Problem:
Search the entries below for "jersey" and copy each matching line.

>>>>>

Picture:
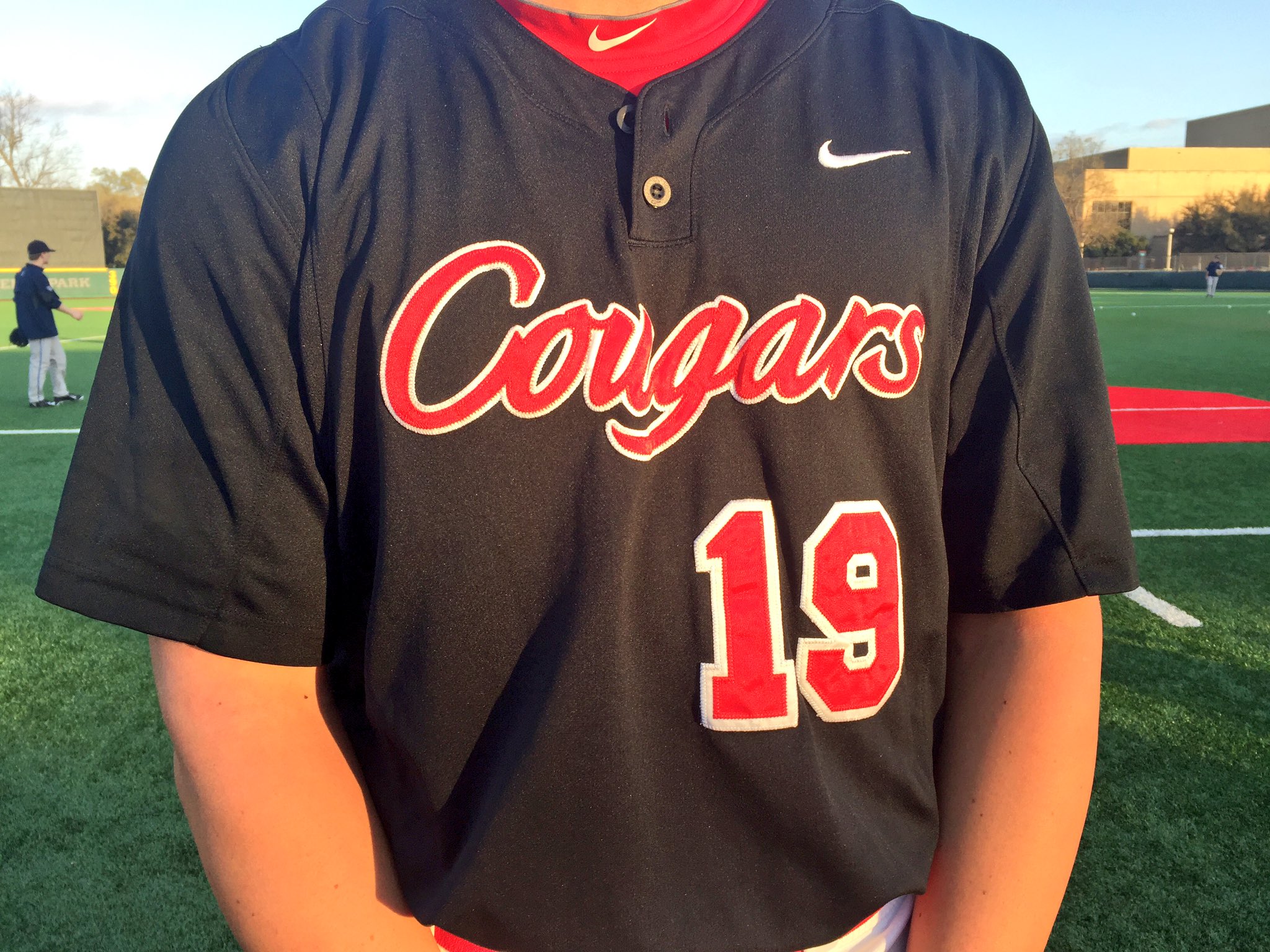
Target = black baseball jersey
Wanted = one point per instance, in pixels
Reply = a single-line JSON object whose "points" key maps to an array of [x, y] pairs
{"points": [[625, 480]]}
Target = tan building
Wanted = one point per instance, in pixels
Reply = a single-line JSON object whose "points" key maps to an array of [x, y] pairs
{"points": [[1146, 190], [68, 219]]}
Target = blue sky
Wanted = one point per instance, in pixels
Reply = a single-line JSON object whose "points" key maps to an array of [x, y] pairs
{"points": [[1129, 71]]}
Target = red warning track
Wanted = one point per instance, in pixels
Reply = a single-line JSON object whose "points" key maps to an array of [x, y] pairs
{"points": [[1148, 415]]}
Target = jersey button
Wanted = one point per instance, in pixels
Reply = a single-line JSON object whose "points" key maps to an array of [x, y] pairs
{"points": [[657, 192]]}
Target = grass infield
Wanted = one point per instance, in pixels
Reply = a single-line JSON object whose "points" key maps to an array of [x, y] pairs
{"points": [[94, 852]]}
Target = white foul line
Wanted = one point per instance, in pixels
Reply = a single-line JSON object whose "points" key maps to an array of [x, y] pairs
{"points": [[1179, 409], [1192, 534], [1173, 615], [35, 433]]}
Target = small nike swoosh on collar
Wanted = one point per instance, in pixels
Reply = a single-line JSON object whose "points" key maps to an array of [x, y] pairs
{"points": [[845, 162], [600, 46]]}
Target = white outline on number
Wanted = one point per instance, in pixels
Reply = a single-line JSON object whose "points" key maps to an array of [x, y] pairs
{"points": [[781, 666], [846, 641]]}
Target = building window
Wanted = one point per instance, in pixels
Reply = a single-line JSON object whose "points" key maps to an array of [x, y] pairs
{"points": [[1118, 213]]}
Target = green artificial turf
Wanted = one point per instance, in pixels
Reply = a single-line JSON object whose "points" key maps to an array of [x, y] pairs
{"points": [[1184, 340], [94, 852]]}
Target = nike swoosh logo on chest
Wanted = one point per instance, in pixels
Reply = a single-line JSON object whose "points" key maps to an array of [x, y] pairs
{"points": [[600, 46]]}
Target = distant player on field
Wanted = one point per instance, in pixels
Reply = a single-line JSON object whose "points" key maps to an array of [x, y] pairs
{"points": [[1214, 271], [624, 479], [35, 300]]}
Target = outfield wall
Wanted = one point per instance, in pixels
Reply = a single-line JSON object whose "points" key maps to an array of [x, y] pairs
{"points": [[1178, 281], [70, 283], [68, 219]]}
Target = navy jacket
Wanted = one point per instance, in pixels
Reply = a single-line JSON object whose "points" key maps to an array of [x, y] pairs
{"points": [[35, 300]]}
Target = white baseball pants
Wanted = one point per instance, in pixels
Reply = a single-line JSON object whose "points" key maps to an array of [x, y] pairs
{"points": [[47, 359]]}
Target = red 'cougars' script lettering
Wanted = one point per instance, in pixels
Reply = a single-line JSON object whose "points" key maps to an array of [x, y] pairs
{"points": [[610, 355]]}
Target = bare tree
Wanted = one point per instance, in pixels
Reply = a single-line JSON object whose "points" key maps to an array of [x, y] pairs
{"points": [[1077, 161], [33, 152], [118, 196]]}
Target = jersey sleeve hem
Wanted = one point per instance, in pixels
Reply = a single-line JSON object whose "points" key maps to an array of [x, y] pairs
{"points": [[1057, 579], [266, 643]]}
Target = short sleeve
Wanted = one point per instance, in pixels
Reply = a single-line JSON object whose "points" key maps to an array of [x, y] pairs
{"points": [[196, 506], [1034, 509]]}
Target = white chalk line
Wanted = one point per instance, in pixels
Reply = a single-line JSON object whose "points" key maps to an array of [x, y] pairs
{"points": [[1158, 307], [65, 340], [36, 433], [1171, 614], [1179, 409], [1202, 534]]}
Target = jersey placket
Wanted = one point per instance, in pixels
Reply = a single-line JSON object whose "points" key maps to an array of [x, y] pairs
{"points": [[662, 172]]}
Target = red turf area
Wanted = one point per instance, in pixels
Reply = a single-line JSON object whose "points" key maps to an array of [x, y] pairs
{"points": [[1148, 415]]}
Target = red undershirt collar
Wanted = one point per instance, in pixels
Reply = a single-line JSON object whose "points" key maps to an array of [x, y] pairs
{"points": [[633, 51]]}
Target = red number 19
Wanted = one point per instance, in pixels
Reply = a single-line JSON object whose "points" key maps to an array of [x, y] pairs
{"points": [[853, 591]]}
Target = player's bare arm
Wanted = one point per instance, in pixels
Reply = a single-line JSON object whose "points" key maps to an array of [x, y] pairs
{"points": [[1015, 772], [291, 844]]}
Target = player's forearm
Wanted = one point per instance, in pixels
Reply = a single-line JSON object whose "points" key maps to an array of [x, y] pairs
{"points": [[291, 845], [1015, 774]]}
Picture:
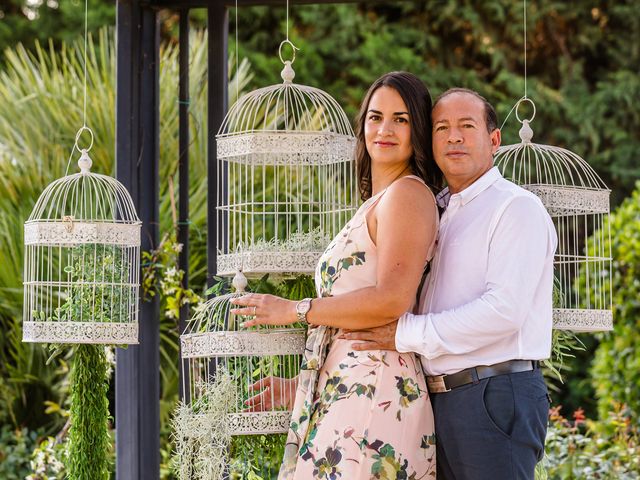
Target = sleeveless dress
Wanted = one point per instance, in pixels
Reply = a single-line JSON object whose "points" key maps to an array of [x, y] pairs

<<<<<

Reply:
Target = black baseball jersey
Target = jersey button
Target = jersey sleeve hem
Target = jersey placket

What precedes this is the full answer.